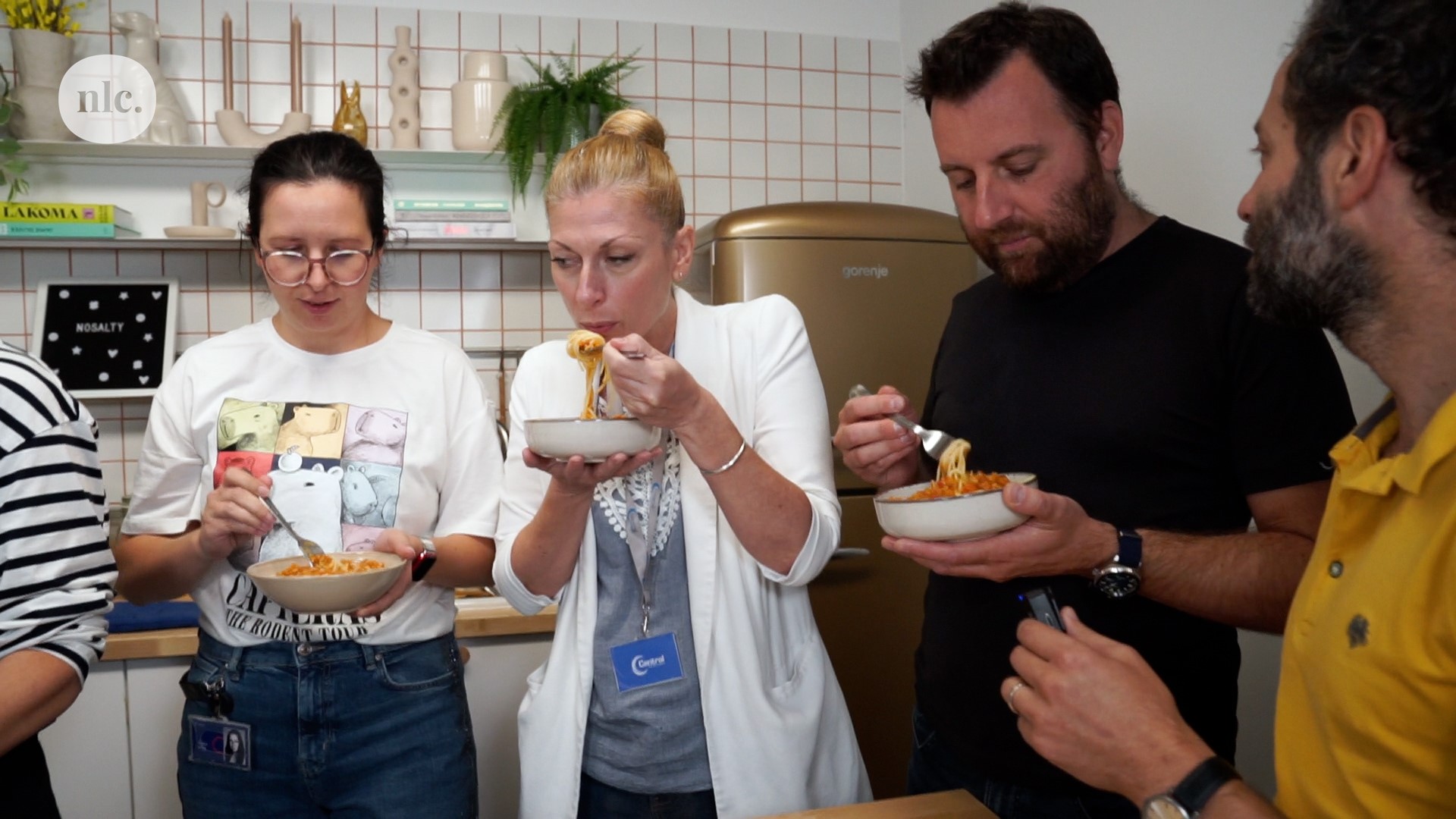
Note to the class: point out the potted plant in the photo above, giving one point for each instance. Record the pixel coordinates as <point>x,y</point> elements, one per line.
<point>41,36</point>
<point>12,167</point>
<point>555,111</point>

==

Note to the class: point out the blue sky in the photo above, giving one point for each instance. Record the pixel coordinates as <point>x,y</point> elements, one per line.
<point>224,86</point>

» Consignes à suivre: Remettez à l'échelle les lignes qui commencent à celle contenant « Note to the class: point out the potted » et se terminent après celle contenant « <point>555,111</point> », et recopiez-les toutes, énoncés compris, sans rien y ajouter. Multipliez par 0,5 chaque coordonnée des réponses, arrondissez à l'entier avec les demis vers le haut, et laissez les énoncés tels quels.

» Résultat final:
Note to the class: point out the potted plant in the photo above, giving one point for each instance. Record the pixel coordinates as <point>x,y</point> elements, one per line.
<point>21,18</point>
<point>6,84</point>
<point>278,56</point>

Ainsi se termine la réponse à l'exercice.